THE DATA →
%%
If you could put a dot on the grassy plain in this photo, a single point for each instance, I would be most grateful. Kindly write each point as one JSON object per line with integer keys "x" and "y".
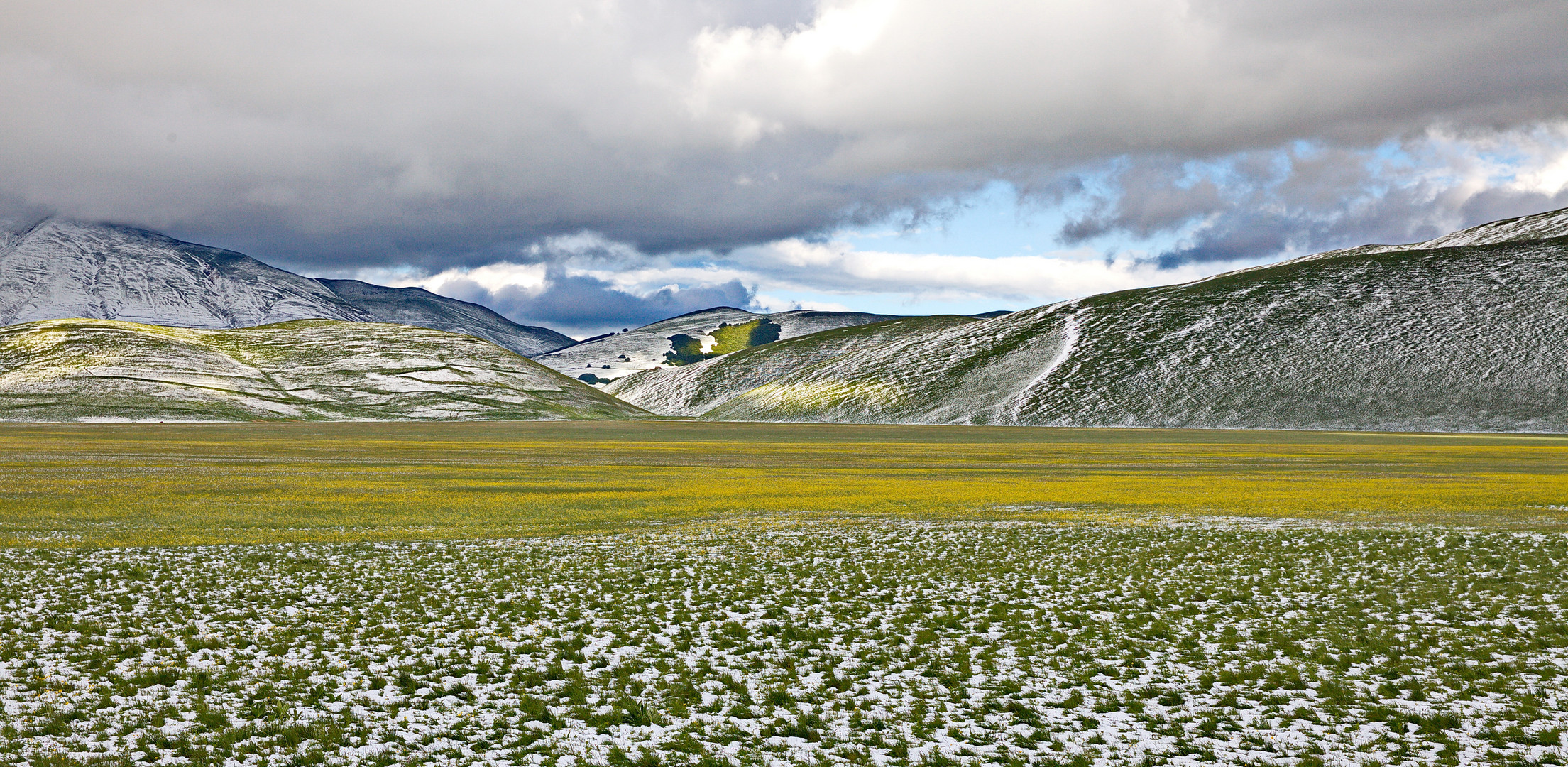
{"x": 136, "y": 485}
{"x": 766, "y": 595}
%%
%%
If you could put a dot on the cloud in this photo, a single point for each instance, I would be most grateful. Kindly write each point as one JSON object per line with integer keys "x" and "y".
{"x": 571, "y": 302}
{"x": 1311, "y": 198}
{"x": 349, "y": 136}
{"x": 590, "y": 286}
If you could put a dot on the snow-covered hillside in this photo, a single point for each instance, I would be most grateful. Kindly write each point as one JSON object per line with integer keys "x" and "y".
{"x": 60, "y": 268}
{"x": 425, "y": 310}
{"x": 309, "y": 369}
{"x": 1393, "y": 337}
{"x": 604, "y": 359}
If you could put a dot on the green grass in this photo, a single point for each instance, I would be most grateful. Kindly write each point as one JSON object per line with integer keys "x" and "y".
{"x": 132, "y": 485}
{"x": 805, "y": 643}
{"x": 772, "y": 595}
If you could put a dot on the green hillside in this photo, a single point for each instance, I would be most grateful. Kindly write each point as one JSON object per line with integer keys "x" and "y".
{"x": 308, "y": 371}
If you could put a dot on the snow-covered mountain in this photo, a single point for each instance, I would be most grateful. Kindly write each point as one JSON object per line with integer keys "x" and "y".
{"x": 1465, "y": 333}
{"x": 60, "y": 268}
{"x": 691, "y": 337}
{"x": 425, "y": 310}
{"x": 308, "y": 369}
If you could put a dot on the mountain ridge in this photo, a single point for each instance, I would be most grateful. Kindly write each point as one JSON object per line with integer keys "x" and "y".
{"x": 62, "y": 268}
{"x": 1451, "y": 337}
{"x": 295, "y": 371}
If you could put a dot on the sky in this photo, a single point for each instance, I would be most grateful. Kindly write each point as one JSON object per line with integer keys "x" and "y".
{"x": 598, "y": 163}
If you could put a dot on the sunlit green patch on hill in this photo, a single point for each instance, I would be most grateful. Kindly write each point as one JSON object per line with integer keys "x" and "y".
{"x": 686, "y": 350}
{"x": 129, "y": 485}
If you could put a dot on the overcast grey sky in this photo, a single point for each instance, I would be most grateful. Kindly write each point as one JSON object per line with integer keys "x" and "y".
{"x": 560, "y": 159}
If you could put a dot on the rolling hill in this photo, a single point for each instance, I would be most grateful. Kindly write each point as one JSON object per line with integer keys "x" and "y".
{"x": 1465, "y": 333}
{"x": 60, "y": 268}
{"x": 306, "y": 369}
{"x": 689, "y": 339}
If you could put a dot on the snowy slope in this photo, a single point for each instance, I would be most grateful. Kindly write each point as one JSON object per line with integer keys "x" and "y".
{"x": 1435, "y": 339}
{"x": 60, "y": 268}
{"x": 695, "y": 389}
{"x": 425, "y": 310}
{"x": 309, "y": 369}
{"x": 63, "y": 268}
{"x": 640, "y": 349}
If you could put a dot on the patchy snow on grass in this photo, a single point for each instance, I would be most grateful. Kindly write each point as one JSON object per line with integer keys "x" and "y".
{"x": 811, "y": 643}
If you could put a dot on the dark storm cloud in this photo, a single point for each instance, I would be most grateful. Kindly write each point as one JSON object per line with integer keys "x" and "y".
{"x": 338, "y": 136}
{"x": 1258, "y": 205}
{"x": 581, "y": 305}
%%
WHAT IS REQUIRED → Pick out each line of the data that contains the string "hillside" and copy those lines.

EXERCISE RESPONSE →
If you could put a dot on the snow-covered hillside in this photo, a single point for each instance, I would be most grateful. Kindly write each point as one JSON object per line with integer keys "x" and "y".
If you could put a dot on the green hillside in this photo, a single point for each instance, I would be most grateful. Kindly write each point as one JSON object per line with integer keys "x" and "y".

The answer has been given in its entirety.